§ **STATED GOAL**:
Reproduce all of the material below word for word, leaving out the pictures.

§ **STORED DATA**:

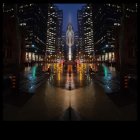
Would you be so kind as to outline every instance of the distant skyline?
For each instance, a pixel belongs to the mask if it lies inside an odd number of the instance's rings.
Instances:
[[[74,32],[77,31],[77,10],[80,10],[85,4],[55,4],[60,10],[63,10],[63,31],[66,31],[68,22],[71,21]]]

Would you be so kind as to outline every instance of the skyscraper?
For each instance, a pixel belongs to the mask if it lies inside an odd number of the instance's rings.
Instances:
[[[72,46],[74,45],[74,31],[69,23],[66,31],[66,44],[68,46],[68,60],[72,60]]]

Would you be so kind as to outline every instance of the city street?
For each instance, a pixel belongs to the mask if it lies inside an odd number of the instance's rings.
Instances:
[[[4,103],[4,120],[137,119],[136,102],[118,105],[105,93],[103,86],[88,75],[64,73],[59,69],[52,75],[34,93],[28,93],[28,97],[23,94],[17,103],[15,98],[14,104]],[[26,101],[21,103],[24,98]]]
[[[136,121],[137,6],[3,3],[3,120]]]

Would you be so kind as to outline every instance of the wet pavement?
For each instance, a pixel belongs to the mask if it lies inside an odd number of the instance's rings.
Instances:
[[[52,73],[49,79],[46,78],[32,94],[18,95],[17,99],[10,98],[16,104],[10,101],[4,102],[4,120],[128,121],[137,119],[136,100],[120,106],[96,81],[82,71],[64,73],[58,70]],[[121,99],[125,102],[127,98],[121,97]]]

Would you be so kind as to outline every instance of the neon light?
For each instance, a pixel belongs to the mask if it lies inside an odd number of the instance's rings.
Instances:
[[[36,70],[37,70],[37,66],[34,66],[33,68],[32,68],[32,76],[33,76],[33,78],[36,78]]]

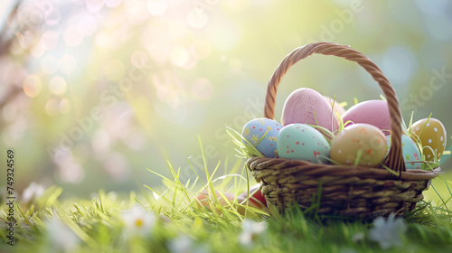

§ **COMPLETE OUTPUT**:
Would you be so kind as to outline every instance of the distant skyline?
For each instance, a pixel belongs to the mask if it lies inside an odd number of the instance's rings.
Instances:
[[[74,32],[77,31],[77,10],[80,10],[85,4],[55,4],[60,10],[63,10],[63,31],[66,31],[68,22],[71,21]]]

Would you be so kind as to outline every instance of the skyscraper?
For each instance, a pixel belongs to the mask if it lies inside an odd number of the instance's rings.
Instances:
[[[72,46],[74,45],[74,31],[69,23],[66,31],[66,44],[68,46],[68,60],[72,60]]]

Would you be so kind as to outline every instance of the city street?
For each instance, a pixel belongs to the mask if it lies inside an odd number of the instance's rings.
Instances:
[[[4,103],[4,120],[137,119],[136,102],[118,105],[105,93],[103,86],[88,75],[64,73],[59,69],[52,75],[34,93],[28,93],[28,97],[23,94],[17,103],[15,98],[14,104]],[[26,101],[21,103],[24,98]]]
[[[136,121],[137,6],[3,3],[3,120]]]

Would you be so kind as to outline every instance of the wet pavement?
For each instance, a pixel belongs to the mask if it lies inside an odd number of the instance's rings.
Instances:
[[[52,73],[49,79],[46,78],[32,94],[18,95],[17,99],[10,98],[16,104],[10,101],[4,102],[4,120],[128,121],[137,119],[136,100],[120,106],[96,81],[82,71],[64,73],[58,70]],[[121,99],[125,102],[127,98],[121,97]]]

Would you be so kind as to outline every instance of the neon light?
For each instance, a pixel belongs to the mask if it lies inside an odd number of the instance's rings.
Instances:
[[[36,70],[37,70],[37,66],[34,66],[33,68],[32,68],[32,76],[33,76],[33,78],[36,78]]]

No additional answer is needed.